--- Excerpt ---
Data collected from the New Horizons space probe’s 2019 flyby of a snowman-shaped object at the edge of the solar system has settled a debate about how the early solar system formed.
Previously, there had been two prevailing theories regarding how this happened: either the matter in the proto-planetary disk smashed together violently—eventually forming the Sun, planets and other bodies within the system—or the matter involved clumped together in a much more gentle fashion. The data gathered by New Horizons of Arrokoth, an object 6.7 billion kilometers (4.2 billion miles) from the Sun that appears to have remained well preserved since the solar system‘s formation nearly 4.6 billion years ago, appears to have settled that debate.
“There was the prevailing theory from the late 1960s of violent collisions and a more recent emerging theory of gentle accumulation,” explains Dr Alan Stern, the principal investigator of the New Horizons mission. “One is dust and the other is the only one standing. This rarely happens in planetary science, but today we have settled the matter.”
Arrokoth, formerly called Ultima Thule, is a celestial body called a contact binary, a single entity formed from two smaller objects that wound up in an orbit so close that they eventually came to settle on one another, resulting in Arrokoth’s distinctive snowman-like shape.

--- Requirement 1 ---
Write out everything in the article about Arrokoth from "Data collected from" down to "solar system formed.".
--- Requirement 2 ---
In the rows, update everything from the line containing "soil, one point per instance." down to the line containing "[[255, 108]]" by replacing "beige overalls" with "khaki overalls", keeping all else the same. Return only those lines.
The article about Arrokoth and the rows after it come from separate, unrelated sources.

[Extracted rows]
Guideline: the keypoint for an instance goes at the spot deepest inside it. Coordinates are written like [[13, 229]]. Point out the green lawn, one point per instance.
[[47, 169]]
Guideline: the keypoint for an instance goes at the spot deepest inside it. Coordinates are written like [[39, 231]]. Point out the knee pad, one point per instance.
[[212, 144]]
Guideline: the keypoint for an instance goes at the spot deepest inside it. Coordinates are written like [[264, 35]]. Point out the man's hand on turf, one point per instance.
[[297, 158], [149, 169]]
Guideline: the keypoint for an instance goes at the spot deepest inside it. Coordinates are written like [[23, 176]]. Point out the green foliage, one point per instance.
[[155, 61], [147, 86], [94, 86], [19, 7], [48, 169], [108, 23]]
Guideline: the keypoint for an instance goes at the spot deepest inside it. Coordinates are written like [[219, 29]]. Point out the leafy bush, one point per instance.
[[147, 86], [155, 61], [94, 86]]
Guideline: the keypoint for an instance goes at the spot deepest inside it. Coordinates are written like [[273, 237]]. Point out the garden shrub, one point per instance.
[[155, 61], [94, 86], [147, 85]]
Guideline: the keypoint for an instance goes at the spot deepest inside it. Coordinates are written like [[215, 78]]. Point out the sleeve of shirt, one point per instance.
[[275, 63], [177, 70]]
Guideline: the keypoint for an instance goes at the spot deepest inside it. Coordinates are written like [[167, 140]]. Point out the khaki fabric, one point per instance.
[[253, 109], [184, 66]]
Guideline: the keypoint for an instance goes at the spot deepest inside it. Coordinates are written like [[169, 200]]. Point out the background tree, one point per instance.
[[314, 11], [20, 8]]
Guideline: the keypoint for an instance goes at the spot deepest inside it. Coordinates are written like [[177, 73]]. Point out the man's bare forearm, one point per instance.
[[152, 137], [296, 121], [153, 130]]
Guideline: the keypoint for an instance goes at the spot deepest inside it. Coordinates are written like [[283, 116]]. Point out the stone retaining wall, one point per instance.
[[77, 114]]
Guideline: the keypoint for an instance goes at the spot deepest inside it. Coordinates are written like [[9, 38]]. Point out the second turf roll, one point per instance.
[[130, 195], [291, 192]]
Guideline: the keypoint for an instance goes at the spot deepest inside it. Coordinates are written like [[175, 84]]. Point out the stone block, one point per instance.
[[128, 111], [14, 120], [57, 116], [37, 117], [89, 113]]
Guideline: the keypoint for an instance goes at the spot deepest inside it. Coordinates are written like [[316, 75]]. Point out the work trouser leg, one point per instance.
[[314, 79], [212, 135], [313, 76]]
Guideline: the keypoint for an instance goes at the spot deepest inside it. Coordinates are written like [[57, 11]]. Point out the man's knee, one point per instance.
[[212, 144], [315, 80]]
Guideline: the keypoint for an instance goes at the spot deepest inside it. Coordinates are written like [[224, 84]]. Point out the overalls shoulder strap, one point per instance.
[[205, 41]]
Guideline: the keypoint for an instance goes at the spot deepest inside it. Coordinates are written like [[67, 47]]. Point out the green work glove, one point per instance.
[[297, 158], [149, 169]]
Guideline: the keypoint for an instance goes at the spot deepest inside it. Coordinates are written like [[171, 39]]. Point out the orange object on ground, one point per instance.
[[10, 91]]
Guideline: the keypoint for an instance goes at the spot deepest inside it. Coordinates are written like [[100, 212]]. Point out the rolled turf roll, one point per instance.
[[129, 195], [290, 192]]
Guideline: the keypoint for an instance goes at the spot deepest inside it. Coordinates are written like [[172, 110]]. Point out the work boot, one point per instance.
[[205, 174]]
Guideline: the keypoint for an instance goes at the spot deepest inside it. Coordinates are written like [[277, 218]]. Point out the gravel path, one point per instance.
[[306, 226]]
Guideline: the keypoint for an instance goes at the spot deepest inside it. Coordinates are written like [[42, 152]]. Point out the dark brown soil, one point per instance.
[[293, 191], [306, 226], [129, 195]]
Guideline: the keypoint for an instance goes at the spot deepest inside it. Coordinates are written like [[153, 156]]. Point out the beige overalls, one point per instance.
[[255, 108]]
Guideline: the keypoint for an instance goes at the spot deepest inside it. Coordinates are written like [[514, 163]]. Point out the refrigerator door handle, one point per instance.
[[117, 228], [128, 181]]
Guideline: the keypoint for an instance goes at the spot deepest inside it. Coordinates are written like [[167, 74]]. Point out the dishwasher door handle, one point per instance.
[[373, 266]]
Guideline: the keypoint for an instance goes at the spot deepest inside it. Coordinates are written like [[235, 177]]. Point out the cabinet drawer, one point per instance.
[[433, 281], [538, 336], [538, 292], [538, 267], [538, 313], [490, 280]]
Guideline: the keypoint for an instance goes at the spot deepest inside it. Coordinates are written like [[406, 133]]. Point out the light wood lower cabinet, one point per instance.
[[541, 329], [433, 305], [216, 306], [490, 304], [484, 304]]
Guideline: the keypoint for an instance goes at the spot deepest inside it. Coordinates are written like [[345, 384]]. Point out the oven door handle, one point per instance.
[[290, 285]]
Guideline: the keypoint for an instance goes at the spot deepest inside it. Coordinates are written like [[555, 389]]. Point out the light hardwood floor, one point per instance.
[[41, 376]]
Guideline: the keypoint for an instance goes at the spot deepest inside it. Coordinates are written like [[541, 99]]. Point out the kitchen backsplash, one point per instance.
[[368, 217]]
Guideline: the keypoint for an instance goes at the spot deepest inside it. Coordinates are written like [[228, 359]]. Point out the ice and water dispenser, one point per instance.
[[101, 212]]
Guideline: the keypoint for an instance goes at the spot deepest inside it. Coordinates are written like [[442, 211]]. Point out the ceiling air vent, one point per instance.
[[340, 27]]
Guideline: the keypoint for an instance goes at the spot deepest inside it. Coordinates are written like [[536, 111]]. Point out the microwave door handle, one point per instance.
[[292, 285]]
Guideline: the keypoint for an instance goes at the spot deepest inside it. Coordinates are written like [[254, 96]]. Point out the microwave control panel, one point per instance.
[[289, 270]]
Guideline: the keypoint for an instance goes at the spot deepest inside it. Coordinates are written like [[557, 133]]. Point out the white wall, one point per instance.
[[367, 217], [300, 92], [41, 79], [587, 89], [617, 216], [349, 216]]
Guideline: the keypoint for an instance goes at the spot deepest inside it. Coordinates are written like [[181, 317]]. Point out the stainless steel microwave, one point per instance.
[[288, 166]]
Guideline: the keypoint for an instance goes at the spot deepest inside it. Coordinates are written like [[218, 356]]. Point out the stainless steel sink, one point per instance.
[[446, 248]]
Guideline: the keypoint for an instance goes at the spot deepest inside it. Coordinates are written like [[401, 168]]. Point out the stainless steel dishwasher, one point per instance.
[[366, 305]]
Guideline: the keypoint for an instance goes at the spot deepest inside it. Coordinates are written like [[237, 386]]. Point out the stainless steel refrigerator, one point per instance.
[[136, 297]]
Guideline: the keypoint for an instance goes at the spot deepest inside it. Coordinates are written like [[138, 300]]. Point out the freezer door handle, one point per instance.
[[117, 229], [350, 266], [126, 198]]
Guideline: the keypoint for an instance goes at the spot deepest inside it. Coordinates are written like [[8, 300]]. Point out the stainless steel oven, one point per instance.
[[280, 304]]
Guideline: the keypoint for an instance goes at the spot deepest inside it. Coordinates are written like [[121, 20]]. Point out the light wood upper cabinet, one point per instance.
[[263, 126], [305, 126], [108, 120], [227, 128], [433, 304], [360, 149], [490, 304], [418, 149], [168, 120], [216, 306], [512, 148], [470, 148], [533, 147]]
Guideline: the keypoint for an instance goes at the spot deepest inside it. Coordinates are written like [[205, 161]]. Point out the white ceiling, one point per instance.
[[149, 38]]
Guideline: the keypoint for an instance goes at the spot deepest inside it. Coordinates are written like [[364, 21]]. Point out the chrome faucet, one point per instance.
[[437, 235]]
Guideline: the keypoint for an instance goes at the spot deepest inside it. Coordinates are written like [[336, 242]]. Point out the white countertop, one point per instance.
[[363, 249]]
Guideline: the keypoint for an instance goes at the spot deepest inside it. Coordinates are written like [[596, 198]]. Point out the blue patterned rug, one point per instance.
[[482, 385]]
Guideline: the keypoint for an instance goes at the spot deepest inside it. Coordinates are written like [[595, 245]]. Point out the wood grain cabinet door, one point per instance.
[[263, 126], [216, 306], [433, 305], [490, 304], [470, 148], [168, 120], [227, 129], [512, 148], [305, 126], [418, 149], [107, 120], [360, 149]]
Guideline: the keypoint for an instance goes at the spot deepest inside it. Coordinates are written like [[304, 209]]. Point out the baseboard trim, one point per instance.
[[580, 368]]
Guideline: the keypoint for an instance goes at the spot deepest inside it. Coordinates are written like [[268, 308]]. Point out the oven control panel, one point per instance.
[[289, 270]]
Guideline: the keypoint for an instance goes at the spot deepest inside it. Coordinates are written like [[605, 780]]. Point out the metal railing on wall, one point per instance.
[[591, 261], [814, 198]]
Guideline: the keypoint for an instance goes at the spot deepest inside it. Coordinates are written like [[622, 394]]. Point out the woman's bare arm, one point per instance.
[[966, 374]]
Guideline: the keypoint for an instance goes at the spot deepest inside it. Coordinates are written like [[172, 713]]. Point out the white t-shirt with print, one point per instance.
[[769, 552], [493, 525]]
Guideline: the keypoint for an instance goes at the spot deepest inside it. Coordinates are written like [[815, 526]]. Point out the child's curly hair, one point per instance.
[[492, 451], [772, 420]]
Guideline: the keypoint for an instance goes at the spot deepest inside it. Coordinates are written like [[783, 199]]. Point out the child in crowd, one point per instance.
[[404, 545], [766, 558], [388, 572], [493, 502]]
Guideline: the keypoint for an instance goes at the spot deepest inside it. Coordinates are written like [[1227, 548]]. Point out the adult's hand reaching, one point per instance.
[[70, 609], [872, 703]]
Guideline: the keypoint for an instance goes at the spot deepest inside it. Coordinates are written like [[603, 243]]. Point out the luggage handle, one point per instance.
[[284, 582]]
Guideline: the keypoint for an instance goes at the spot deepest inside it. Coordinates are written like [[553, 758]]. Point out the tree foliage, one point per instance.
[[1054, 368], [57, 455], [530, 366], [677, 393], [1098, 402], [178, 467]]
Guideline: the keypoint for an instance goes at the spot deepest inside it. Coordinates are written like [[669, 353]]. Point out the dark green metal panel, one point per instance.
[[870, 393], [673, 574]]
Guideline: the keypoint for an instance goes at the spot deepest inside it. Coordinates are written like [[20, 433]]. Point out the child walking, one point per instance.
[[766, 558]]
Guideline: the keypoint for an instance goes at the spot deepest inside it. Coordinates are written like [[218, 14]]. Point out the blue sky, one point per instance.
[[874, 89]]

--- Task answer 1 ---
Data collected from the New Horizons space probe’s 2019 flyby of a snowman-shaped object at the edge of the solar system has settled a debate about how the early solar system formed.

--- Task answer 2 ---
Guideline: the keypoint for an instance goes at the spot deepest inside it. Coordinates are written like [[42, 152]]. Point out the dark brown soil, one point per instance.
[[293, 191], [306, 226], [129, 195]]
Guideline: the keypoint for an instance goes at the spot deepest inside it. Coordinates are written like [[153, 156]]. Point out the khaki overalls, one point per instance.
[[255, 108]]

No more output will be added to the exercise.